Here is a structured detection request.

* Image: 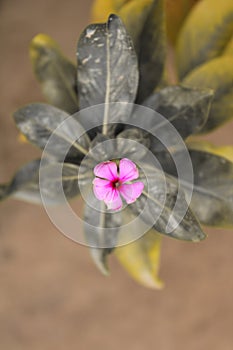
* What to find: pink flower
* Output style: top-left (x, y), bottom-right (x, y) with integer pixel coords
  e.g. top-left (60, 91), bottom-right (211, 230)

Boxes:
top-left (93, 158), bottom-right (144, 210)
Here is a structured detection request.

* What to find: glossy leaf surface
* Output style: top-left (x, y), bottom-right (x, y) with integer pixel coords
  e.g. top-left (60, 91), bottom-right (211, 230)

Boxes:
top-left (84, 194), bottom-right (122, 275)
top-left (144, 86), bottom-right (213, 144)
top-left (77, 15), bottom-right (138, 134)
top-left (14, 103), bottom-right (89, 158)
top-left (30, 34), bottom-right (78, 113)
top-left (130, 167), bottom-right (205, 242)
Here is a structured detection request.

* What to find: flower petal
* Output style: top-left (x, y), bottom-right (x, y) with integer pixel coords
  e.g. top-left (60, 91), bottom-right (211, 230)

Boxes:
top-left (119, 158), bottom-right (139, 182)
top-left (104, 188), bottom-right (122, 210)
top-left (118, 182), bottom-right (144, 204)
top-left (94, 161), bottom-right (118, 181)
top-left (93, 177), bottom-right (112, 200)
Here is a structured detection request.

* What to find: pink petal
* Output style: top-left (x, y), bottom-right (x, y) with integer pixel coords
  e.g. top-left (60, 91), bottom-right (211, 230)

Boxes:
top-left (93, 177), bottom-right (112, 200)
top-left (118, 182), bottom-right (144, 204)
top-left (119, 158), bottom-right (139, 182)
top-left (104, 188), bottom-right (122, 210)
top-left (94, 162), bottom-right (118, 181)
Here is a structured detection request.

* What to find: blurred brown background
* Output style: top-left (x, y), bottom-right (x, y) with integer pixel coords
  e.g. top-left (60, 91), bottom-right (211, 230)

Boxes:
top-left (0, 0), bottom-right (233, 350)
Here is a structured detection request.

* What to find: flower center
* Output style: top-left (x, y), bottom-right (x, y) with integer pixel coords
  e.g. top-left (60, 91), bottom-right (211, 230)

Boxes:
top-left (112, 179), bottom-right (122, 188)
top-left (93, 158), bottom-right (144, 210)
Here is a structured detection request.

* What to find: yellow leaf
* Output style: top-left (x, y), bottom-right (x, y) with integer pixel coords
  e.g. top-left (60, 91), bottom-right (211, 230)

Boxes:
top-left (91, 0), bottom-right (131, 22)
top-left (186, 139), bottom-right (233, 162)
top-left (182, 56), bottom-right (233, 133)
top-left (115, 230), bottom-right (163, 289)
top-left (223, 35), bottom-right (233, 57)
top-left (177, 0), bottom-right (233, 78)
top-left (166, 0), bottom-right (198, 44)
top-left (118, 0), bottom-right (153, 48)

| Directions |
Rescale the stretch of entries from the start through the line containing "top-left (94, 162), bottom-right (118, 181)". Write out every line in full, multiply each answer coordinate by 2.35 and round it to a whole number with halves rounded up, leave all other numbers unchanged, and omit the pictures.

| Problem solution |
Here is a structured detection request.

* Image: 
* What to find: pink flower
* Output style: top-left (x, y), bottom-right (x, y) with integer pixel coords
  e.g. top-left (60, 91), bottom-right (211, 230)

Boxes:
top-left (219, 371), bottom-right (338, 494)
Here is a structured detection request.

* What to find: glossy leaf surface
* Output style: top-left (x, y), bottom-right (x, y) with integer pixel coords
  e.g. top-left (60, 91), bottom-right (211, 230)

Boxes:
top-left (197, 456), bottom-right (287, 646)
top-left (338, 202), bottom-right (501, 338)
top-left (181, 35), bottom-right (324, 315)
top-left (33, 242), bottom-right (209, 371)
top-left (71, 80), bottom-right (183, 266)
top-left (306, 392), bottom-right (482, 569)
Here is a structured detection request.

* What to find: flower petal
* Output style: top-left (x, y), bottom-right (x, y) with integer pixel coords
  e.g. top-left (60, 91), bottom-right (211, 230)

Boxes:
top-left (280, 371), bottom-right (327, 428)
top-left (244, 442), bottom-right (287, 494)
top-left (277, 428), bottom-right (338, 479)
top-left (221, 378), bottom-right (277, 425)
top-left (219, 416), bottom-right (263, 470)
Here is a structured detection request.

* What to find: pink petal
* Output style: top-left (x, y), bottom-right (x, y) with integer pixel coords
  e.g. top-left (60, 91), bottom-right (211, 230)

Boxes:
top-left (219, 416), bottom-right (263, 470)
top-left (277, 428), bottom-right (338, 479)
top-left (280, 371), bottom-right (327, 428)
top-left (244, 442), bottom-right (287, 494)
top-left (221, 381), bottom-right (277, 425)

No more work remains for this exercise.